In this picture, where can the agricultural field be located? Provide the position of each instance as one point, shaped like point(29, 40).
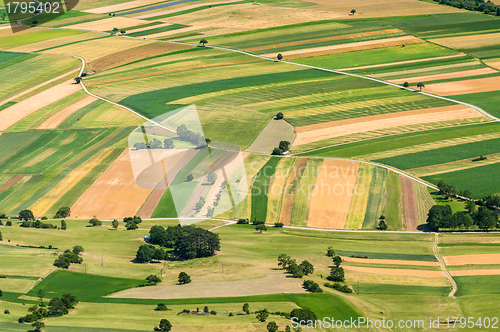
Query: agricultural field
point(172, 111)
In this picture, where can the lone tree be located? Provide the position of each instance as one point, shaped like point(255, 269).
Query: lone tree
point(184, 278)
point(26, 215)
point(261, 227)
point(165, 325)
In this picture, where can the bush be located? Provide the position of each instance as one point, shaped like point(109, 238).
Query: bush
point(312, 286)
point(339, 287)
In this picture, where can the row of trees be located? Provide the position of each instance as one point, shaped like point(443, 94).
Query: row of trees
point(296, 270)
point(188, 242)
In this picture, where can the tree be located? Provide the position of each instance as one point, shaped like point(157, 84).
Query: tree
point(38, 326)
point(184, 278)
point(272, 327)
point(212, 177)
point(165, 325)
point(277, 152)
point(161, 307)
point(41, 294)
point(95, 222)
point(471, 206)
point(262, 315)
point(337, 260)
point(168, 143)
point(261, 227)
point(63, 212)
point(336, 274)
point(306, 267)
point(26, 215)
point(284, 146)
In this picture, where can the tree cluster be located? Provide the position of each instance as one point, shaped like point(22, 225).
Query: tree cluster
point(291, 266)
point(57, 307)
point(187, 135)
point(147, 253)
point(69, 256)
point(188, 242)
point(442, 217)
point(473, 5)
point(37, 224)
point(63, 212)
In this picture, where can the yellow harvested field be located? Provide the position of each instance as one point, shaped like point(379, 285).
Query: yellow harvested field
point(94, 49)
point(114, 194)
point(482, 259)
point(404, 62)
point(319, 40)
point(32, 47)
point(465, 73)
point(473, 41)
point(172, 32)
point(56, 119)
point(182, 8)
point(50, 198)
point(350, 46)
point(121, 6)
point(19, 111)
point(331, 197)
point(275, 283)
point(317, 132)
point(398, 272)
point(465, 87)
point(490, 272)
point(107, 24)
point(388, 261)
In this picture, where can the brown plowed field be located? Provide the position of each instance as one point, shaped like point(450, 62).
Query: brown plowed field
point(464, 87)
point(114, 194)
point(388, 261)
point(482, 259)
point(332, 194)
point(56, 119)
point(409, 203)
point(321, 131)
point(19, 111)
point(288, 194)
point(399, 272)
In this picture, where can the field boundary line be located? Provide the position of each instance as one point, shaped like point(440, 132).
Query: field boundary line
point(443, 266)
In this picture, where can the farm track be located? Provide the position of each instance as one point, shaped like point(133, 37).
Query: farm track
point(270, 59)
point(443, 266)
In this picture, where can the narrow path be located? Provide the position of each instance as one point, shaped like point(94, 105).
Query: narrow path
point(443, 266)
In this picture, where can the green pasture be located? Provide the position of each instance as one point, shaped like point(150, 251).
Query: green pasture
point(260, 189)
point(376, 199)
point(305, 188)
point(479, 180)
point(443, 155)
point(394, 142)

### TASK DETAILS
Write out all of the data above exactly, without any of its pictures.

### REPLY
In this picture, where can the agricultural field be located? Provide the position of each instance as one point, shaped like point(29, 40).
Query: agricultural field
point(172, 111)
In this picture, where can the lone tree be located? Provide the position of each instance as one point, shaped like point(255, 269).
Query: lone tree
point(184, 278)
point(26, 215)
point(261, 227)
point(165, 325)
In this picture, where can the bush be located? Provide the position of each instance as one point, shaped like point(109, 238).
Query: bush
point(312, 286)
point(339, 287)
In this picture, where can the row of trees be located? Provide the position of each instance as one point, shaped like point(443, 94).
Query: row of trees
point(296, 270)
point(188, 242)
In this picture, where can the tree be located? Provide the position of each instance as one point, shaped like point(157, 84).
Query: tree
point(38, 326)
point(184, 278)
point(272, 327)
point(212, 177)
point(165, 325)
point(277, 152)
point(161, 307)
point(41, 294)
point(95, 222)
point(471, 206)
point(262, 315)
point(337, 260)
point(168, 143)
point(261, 227)
point(63, 212)
point(336, 274)
point(306, 267)
point(26, 215)
point(284, 146)
In this picture, where can the tree cluster be located? Provide the position of each instance as one point, shaped like point(22, 225).
Query: tree cluster
point(291, 266)
point(57, 307)
point(187, 135)
point(147, 253)
point(69, 256)
point(188, 242)
point(442, 217)
point(473, 5)
point(37, 224)
point(63, 212)
In this picture, where can the yellow harvested field be located? Provide the position of each instance as one point, shaped like point(379, 285).
Query: yellow harvested field
point(94, 49)
point(114, 194)
point(482, 259)
point(404, 62)
point(319, 40)
point(32, 47)
point(465, 73)
point(473, 41)
point(172, 32)
point(56, 119)
point(182, 8)
point(50, 198)
point(350, 46)
point(121, 6)
point(19, 111)
point(331, 197)
point(275, 283)
point(317, 132)
point(398, 272)
point(465, 87)
point(490, 272)
point(107, 24)
point(388, 261)
In this picture, where can the brown plowed field be located? Provide the position of each instance as one point, shaped like point(450, 62).
Query: brown plowed field
point(464, 87)
point(114, 194)
point(388, 261)
point(482, 259)
point(332, 194)
point(56, 119)
point(409, 203)
point(321, 131)
point(19, 111)
point(288, 194)
point(399, 272)
In this picture, where can the field boundary line be located? Provide the position of each instance as one point, shaped like point(440, 132).
Query: field boundary line
point(443, 266)
In this picture, where can the farm track be located? Provide the position of each instance as one point, shaped like point(133, 37).
Query: farm track
point(270, 59)
point(443, 266)
In this picture, where can the narrow path be located? Provide the position of each instance as one point, shaped like point(94, 105).
Query: narrow path
point(443, 266)
In this picture, where can the green pasture be located? Provide the position of each instance as one point, shaped like point(150, 251).
Query: green pasture
point(260, 189)
point(376, 199)
point(305, 188)
point(479, 180)
point(443, 155)
point(394, 142)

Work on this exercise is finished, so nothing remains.